- [THINGS TO DO]
A) Please list the everyday workers that the piece on cheap fashion names in the paragraph beginning "The dhobi who brings back your clothes".
B) Write out the passage of the piece on cheap fashion from "We live in an" up to and including "Just look around.".

Saturday or Sunday, that is when we decide to go out and shop. Sarojini Nagar is packed every single day. Not just weekends. Like, there’s a permanent sale that never ends. Clothes, home decor, accessories, everything is available at prices already low enough to make you stop and look. And if the price still feels like too much, we bargain it down further.
We walk away feeling like we won something. A small sense of victory, a quiet pride in having paid the least possible.
But is it really a victory?

There is an old saying that says when something costs almost nothing, somebody somewhere is quietly paying the rest of the price.
In India, we are taught to be the masters of the bargain. We pride ourselves on getting the lowest price. However, our obsession with “cheap” is creating a “race to the bottom” that is destroying our environment, our labor force, and, surprisingly, our own bank accounts.
1. The Math of “Cost-Per-Wear”: Why ₹1500 is Cheaper than ₹400
Take two plain cotton t-shirts.
One costs ₹400, the other ₹1,500.

The cheaper one shrinks after a few washes, the seams loosen, and the color goes dull. You get maybe 8 wears out of it, ₹50 per wear.
The pricier one, made with better cotton and actual stitching, lasts through 50 wears easily, at ₹30 per wear.
Over time, the “expensive” sustainable shirt is actually 40% cheaper than the fast fashion one. When we buy clothes, we’re not saving money; we’re just buying more and more.
2. The Sarojini Effect: Psychology of the “Dump.”
India has become a dumping ground for global fast-fashion surplus. Markets like Sarojini Nagar are no longer just about local thrift; they are visual evidence of overproduction. Because prices are so low, our psychology shifts.
We stop buying based on need and start buying based on impulse. Brands use “exploitative trends”, releasing new “drops” every week to make you feel that what you bought last month is already obsolete. The word “Fast” doesn’t just refer to the speed of the sewing machine; it refers to how quickly a brand wants that garment to throw them away.
3. The Hidden Human Cost: Would You Work for ₹300?
We live in an India that dreams of progress.
We want five-day work weeks, hybrid offices, health insurance, PF contributions, and 30 days of paid leave. These are fair things to want. While we fight for “work-life balance,” someone worked 15 hours for ₹300 in the textile industry
Without weekends, without insurance, without much of a safety net. Sometimes entire families get pulled into the work just to keep pace with demand. Not because their time is worth less, but because the system we keep feeding with our purchases has decided it is.

Unequal wages aren’t some distant issue tied to factories we’ll never see. They’re much closer than that. Just look around.
The dhobi who brings back your clothes neatly pressed. The cobbler outside the market has spent years repairing shoes. The tailor who fixes, alters, and makes things fit just right. The bai who quietly keeps your home running so your day can run smoothly.
These are people whose work we rely on almost every day. Yet their wages are often the first thing we bargain over.
This isn’t about guilt. It’s about awareness. The same things we want in our own jobs, fair pay, dignity, and respect for our work, belong to them too.

- [MATERIAL SUPPLIED]
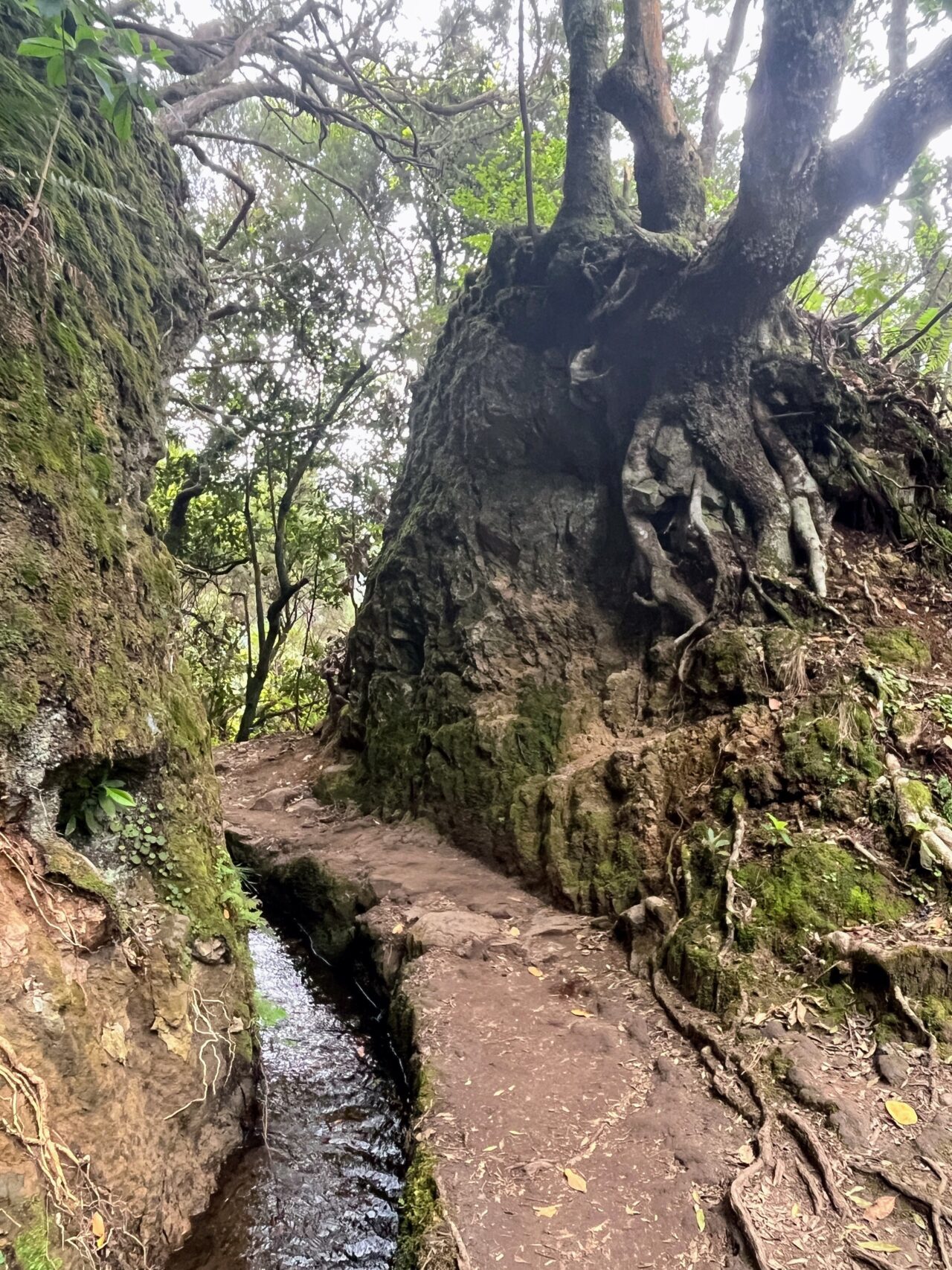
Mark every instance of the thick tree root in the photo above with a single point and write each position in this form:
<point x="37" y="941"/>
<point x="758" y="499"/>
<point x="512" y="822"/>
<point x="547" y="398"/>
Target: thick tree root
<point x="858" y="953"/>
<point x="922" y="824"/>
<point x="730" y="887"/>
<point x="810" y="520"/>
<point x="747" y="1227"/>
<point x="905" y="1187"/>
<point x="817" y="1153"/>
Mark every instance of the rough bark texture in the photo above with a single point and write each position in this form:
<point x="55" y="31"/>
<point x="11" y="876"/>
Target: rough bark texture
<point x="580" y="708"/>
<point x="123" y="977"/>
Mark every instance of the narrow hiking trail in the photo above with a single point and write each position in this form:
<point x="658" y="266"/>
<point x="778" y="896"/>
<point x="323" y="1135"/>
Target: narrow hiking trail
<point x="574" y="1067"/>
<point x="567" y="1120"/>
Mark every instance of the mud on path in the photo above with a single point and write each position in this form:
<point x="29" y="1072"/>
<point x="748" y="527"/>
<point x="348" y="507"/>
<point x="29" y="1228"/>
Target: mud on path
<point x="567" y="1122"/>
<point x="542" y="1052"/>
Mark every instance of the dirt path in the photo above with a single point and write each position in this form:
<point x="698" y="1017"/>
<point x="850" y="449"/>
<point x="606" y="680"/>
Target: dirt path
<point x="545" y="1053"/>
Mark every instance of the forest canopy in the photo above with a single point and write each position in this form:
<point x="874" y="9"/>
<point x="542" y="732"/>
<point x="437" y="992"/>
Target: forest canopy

- [SOLUTION LIST]
A) The dhobi, the cobbler, the tailor, the bai

B)
We live in an India that dreams of progress.
We want five-day work weeks, hybrid offices, health insurance, PF contributions, and 30 days of paid leave. These are fair things to want. While we fight for “work-life balance,” someone worked 15 hours for ₹300 in the textile industry
Without weekends, without insurance, without much of a safety net. Sometimes entire families get pulled into the work just to keep pace with demand. Not because their time is worth less, but because the system we keep feeding with our purchases has decided it is.

Unequal wages aren’t some distant issue tied to factories we’ll never see. They’re much closer than that. Just look around.